> [Provided entries]:
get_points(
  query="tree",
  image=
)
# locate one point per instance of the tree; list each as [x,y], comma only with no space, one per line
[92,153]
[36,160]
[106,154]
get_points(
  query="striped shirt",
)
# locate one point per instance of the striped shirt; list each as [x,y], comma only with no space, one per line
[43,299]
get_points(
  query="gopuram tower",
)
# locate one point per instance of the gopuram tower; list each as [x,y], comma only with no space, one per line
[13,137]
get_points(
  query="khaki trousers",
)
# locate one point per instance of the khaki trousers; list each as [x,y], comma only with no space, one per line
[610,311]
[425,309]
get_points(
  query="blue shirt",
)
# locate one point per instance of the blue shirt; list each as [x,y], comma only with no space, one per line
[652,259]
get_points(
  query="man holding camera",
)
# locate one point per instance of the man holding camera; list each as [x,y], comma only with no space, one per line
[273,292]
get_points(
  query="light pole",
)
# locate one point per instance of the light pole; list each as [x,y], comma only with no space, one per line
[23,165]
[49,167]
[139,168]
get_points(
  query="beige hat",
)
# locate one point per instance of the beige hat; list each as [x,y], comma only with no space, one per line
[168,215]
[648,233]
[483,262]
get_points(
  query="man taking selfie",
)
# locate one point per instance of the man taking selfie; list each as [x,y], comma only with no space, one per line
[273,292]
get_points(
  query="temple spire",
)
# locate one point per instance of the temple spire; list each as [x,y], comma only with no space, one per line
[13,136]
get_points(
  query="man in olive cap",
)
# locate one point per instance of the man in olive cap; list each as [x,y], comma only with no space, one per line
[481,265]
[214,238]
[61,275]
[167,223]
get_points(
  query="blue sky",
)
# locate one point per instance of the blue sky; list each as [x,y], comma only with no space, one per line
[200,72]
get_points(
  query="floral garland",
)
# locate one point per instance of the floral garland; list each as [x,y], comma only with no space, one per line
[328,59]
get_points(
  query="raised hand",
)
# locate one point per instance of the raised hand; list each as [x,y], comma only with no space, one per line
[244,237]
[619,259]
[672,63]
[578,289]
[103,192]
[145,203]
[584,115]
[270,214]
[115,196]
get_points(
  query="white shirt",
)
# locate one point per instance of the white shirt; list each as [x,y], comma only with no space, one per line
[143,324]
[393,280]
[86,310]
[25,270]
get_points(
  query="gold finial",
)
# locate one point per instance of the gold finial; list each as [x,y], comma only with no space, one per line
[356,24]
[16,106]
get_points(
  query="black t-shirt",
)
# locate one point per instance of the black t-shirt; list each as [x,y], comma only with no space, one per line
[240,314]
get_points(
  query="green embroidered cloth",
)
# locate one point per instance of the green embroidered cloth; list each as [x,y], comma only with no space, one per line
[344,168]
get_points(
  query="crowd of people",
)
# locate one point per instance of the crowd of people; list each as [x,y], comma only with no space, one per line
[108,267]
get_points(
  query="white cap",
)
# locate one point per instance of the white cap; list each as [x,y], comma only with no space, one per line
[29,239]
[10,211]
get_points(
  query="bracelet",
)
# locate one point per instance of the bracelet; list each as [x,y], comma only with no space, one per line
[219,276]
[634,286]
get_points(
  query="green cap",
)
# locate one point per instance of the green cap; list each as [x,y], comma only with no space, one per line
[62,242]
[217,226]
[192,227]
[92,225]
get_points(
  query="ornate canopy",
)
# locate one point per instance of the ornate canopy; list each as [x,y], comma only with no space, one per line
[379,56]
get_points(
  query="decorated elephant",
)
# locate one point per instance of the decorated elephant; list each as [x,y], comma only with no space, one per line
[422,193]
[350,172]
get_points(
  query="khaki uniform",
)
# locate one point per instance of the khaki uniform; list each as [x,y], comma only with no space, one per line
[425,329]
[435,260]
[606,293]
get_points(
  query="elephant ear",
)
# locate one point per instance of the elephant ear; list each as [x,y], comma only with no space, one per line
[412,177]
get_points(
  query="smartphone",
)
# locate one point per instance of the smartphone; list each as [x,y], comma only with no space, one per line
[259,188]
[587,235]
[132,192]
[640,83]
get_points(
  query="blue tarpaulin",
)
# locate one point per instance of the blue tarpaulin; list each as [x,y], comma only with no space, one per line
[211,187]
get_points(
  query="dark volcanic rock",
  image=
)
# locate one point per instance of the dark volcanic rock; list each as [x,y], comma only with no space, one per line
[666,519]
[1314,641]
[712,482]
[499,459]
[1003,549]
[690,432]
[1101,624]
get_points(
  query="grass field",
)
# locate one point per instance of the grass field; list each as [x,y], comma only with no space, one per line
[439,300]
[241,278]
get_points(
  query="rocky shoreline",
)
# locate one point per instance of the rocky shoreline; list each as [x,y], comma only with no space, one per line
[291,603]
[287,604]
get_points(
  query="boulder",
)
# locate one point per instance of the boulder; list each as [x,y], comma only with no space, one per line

> [Set problem]: Please restate the whole listing word for word.

> [Expected answer]:
get_points(
  query="tree",
  image=
)
# locate one point per instance of the tree; list each as [x,y], comma only with no space, one per line
[92,153]
[36,160]
[106,154]
get_points(
  query="striped shirt",
)
# locate one point per instance of the striped shirt; list each as [x,y], comma only with no space, one per line
[43,299]
get_points(
  query="gopuram tower",
)
# locate one point per instance of the gopuram tower; list each as [x,y], comma only with no space, one per line
[13,137]
get_points(
  query="khaki trousers",
)
# locate one point per instance of the khaki trousers; list each as [x,y], comma only with no space, one per line
[610,311]
[425,309]
get_points(
  query="blue shirt",
)
# locate one point per instance of the blue shirt; list each as [x,y], comma only with no space, one per line
[652,259]
get_points(
  query="man holding camera",
)
# locate one point per instance of the man holding camera; list each as [x,y], comma only with no space, one per line
[273,292]
get_points(
  query="light pole",
)
# locate one point per instance of the light pole; list each as [x,y], comma only with no space, one per line
[23,165]
[49,167]
[139,168]
get_points(
  query="beige hat",
)
# locate one point per instance of the beige hat; list each as [x,y], comma only with no space, one per line
[168,215]
[648,233]
[483,262]
get_points(
  query="man taking selfie",
)
# locate one point per instance of the man taking selfie; list each as [x,y], comma only with no space, one per line
[273,292]
get_points(
  query="temple spire",
)
# locate one point per instance of the temple spire; list each as [x,y], comma only with no space, one per line
[13,136]
get_points(
  query="man in olive cap",
)
# locate one point per instance of the man in olive cap; list each as [x,y], comma only with no space, one per line
[481,265]
[214,238]
[61,275]
[167,223]
get_points(
  query="blue sky",
)
# locate one point per instance of the blue sky; list each as [x,y], comma only with no space, one per line
[200,72]
get_points(
  query="floral garland",
)
# locate one point per instance of the floral garland; list each as [x,y], comma only with no space, one per line
[328,59]
get_points(
  query="raised hand",
)
# locate one point per instance of the raised hand; list each as [x,y], comma only with no space, one per line
[244,237]
[619,259]
[672,63]
[578,289]
[103,192]
[145,203]
[584,115]
[270,214]
[115,196]
get_points(
  query="white shirt",
)
# locate one point per instance of the white shirt; list each as [x,y], comma only with no space, one per line
[143,324]
[393,280]
[86,310]
[25,270]
get_points(
  query="gold finial",
)
# locate one point per instance of the gold finial; list each as [x,y], comma only with no space, one per line
[356,24]
[16,106]
get_points(
  query="black t-shirt",
)
# locate one point per instance of the black t-shirt; list each as [x,y], comma only with no space, one per line
[240,314]
get_points(
  query="green embroidered cloth",
)
# locate one point per instance of the green embroidered cloth; list each as [x,y], comma only with no space, one per line
[344,168]
get_points(
  query="crowd of people",
)
# locate one point per instance of the crowd of people; list each as [x,y], comma only with no space, one per line
[108,267]
get_points(
  query="white cap",
)
# locate one point per instance of the white cap; list each as [x,y], comma only with no space, one per line
[29,239]
[10,211]
get_points(
  query="bracelet",
)
# locate one point per instance of the bracelet; list each as [x,y], comma only with no space, one per line
[219,276]
[634,286]
get_points(
  query="green cap",
)
# locate one point per instance of the green cap; list each as [x,y], comma only with no space, one per line
[62,242]
[217,226]
[192,227]
[92,225]
get_points(
  query="ornate canopy",
)
# locate one point per instance of the ornate canopy; list each as [x,y], comma only with no space, one per line
[379,56]
get_points(
  query="decorated elephant",
)
# locate one point per instance of the decorated elephant; list each as [x,y], comma only with no space, one per line
[422,193]
[350,172]
get_points(
  query="khaki uniform",
)
# locate one point per instance of the khaki uniform; list each as [x,y], comma only with no space, one per line
[425,329]
[435,260]
[606,293]
get_points(
  query="elephant ear",
)
# locate one point per instance of the elephant ear; list each as [x,y], comma only with no space, one per line
[412,177]
get_points(
  query="smartphone",
)
# locate one point per instance of the smartphone; list each as [x,y], comma only with no space, one per line
[259,188]
[587,235]
[132,192]
[640,83]
get_points(
  query="blue tarpaulin",
)
# locate one point per instance of the blue tarpaulin; list each as [x,y], comma only with no space, one per line
[211,187]
get_points(
  query="dark volcanic rock",
  image=
)
# locate one point per instance of the dark volcanic rock; list each as [x,y], comma only with no space, one per line
[666,519]
[1314,641]
[712,482]
[499,459]
[1003,549]
[690,432]
[1101,624]
get_points(
  query="grass field",
)
# locate one point per instance of the grass field; list each as [x,y], comma only with no space, one per line
[439,300]
[241,278]
get_points(
  query="rocky shoreline",
)
# locate one point per instance of the rocky shoreline; list each as [x,y], comma only with no space, one per line
[291,603]
[287,604]
get_points(
  query="boulder",
)
# locate one point per instance of the boulder; list each as [x,y], comma only with no space, one per line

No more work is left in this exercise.